PAGE EXCERPT =
○ ○ ○

The present value of a payment of $500 to be made two years from today is greater if the interest rate is 7% than if it is 6%. a. True b. False

False

Bert put $75 into an account and one year later had $100. What interest rate was paid on Bert's deposit? a. 20 percent b. 25 percent c. 28 percent d. None of the above is correct.

None of the above is correct.

If a savings account pays 5 percent annual interest, then the rule of 70 tells us that the account value will double in approximately 14 years. a. True b. False

True

11. Diminishing marginal utility of wealth implies that the utility function is a. upward-sloping and has decreasing slope. b. upward-sloping and has increasing slope. c. downward-sloping and has decreasing slope. d. downward-sloping and has increasing slope.

Upward sloping and has a decreasing slope

Refer to Figure 27-2. From the appearance of the utility function, we know that a. Britney is risk averse. b. Britney gains less satisfaction when her wealth increases by X dollars than she loses in satisfaction when her wealth decreases by X dollars. c. the property of diminishing marginal utility applies to Britney. d. All of the above are correct.

○ ○ ○

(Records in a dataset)
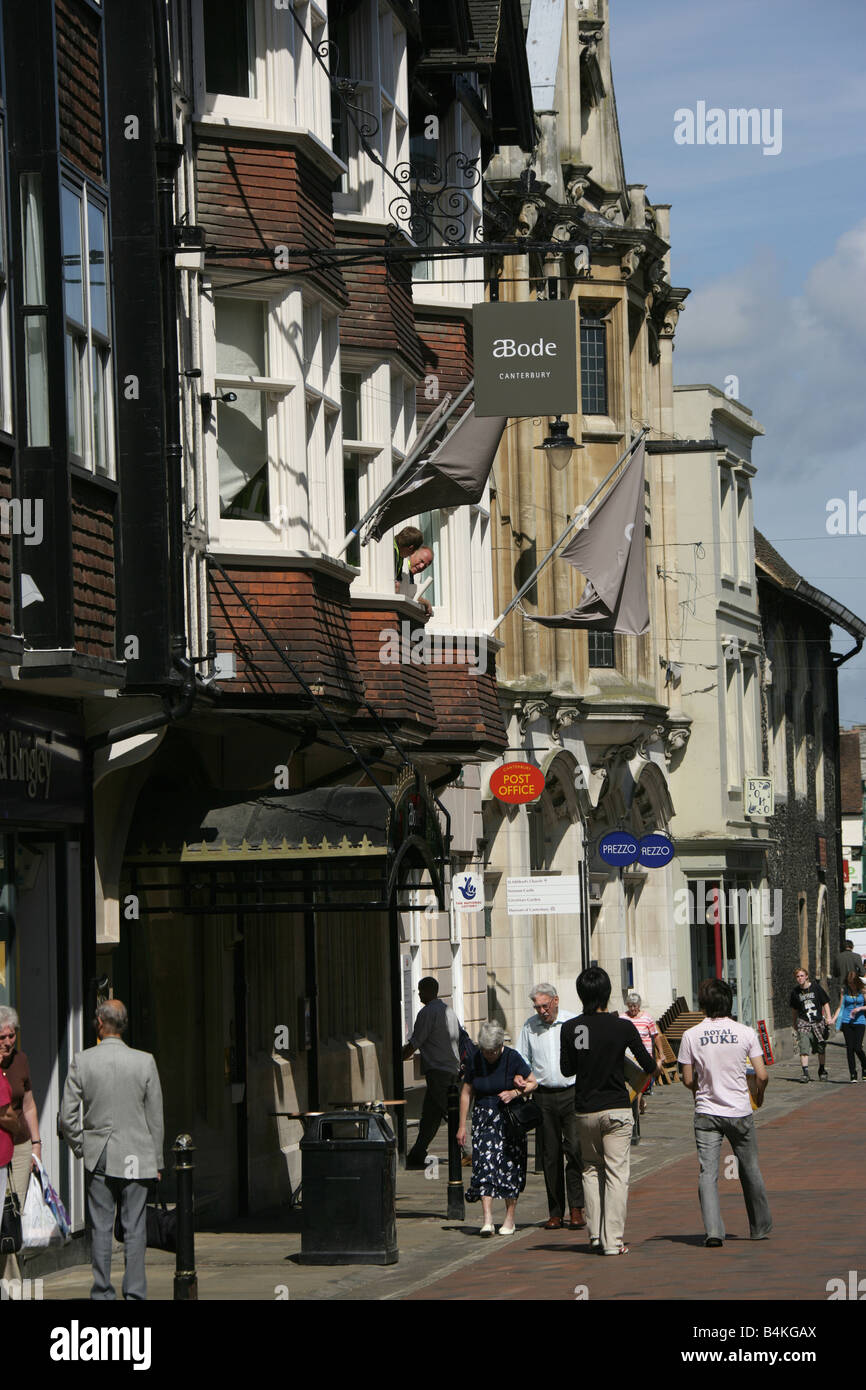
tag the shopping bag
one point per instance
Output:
(10, 1223)
(161, 1223)
(38, 1225)
(53, 1201)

○ ○ ○

EXERCISE GOAL =
Reproduce the economics quiz text between "The present value" and "downward-sloping and has increasing slope.", inclusive.

COMPLETE OUTPUT =
The present value of a payment of $500 to be made two years from today is greater if the interest rate is 7% than if it is 6%. a. True b. False

False

Bert put $75 into an account and one year later had $100. What interest rate was paid on Bert's deposit? a. 20 percent b. 25 percent c. 28 percent d. None of the above is correct.

None of the above is correct.

If a savings account pays 5 percent annual interest, then the rule of 70 tells us that the account value will double in approximately 14 years. a. True b. False

True

11. Diminishing marginal utility of wealth implies that the utility function is a. upward-sloping and has decreasing slope. b. upward-sloping and has increasing slope. c. downward-sloping and has decreasing slope. d. downward-sloping and has increasing slope.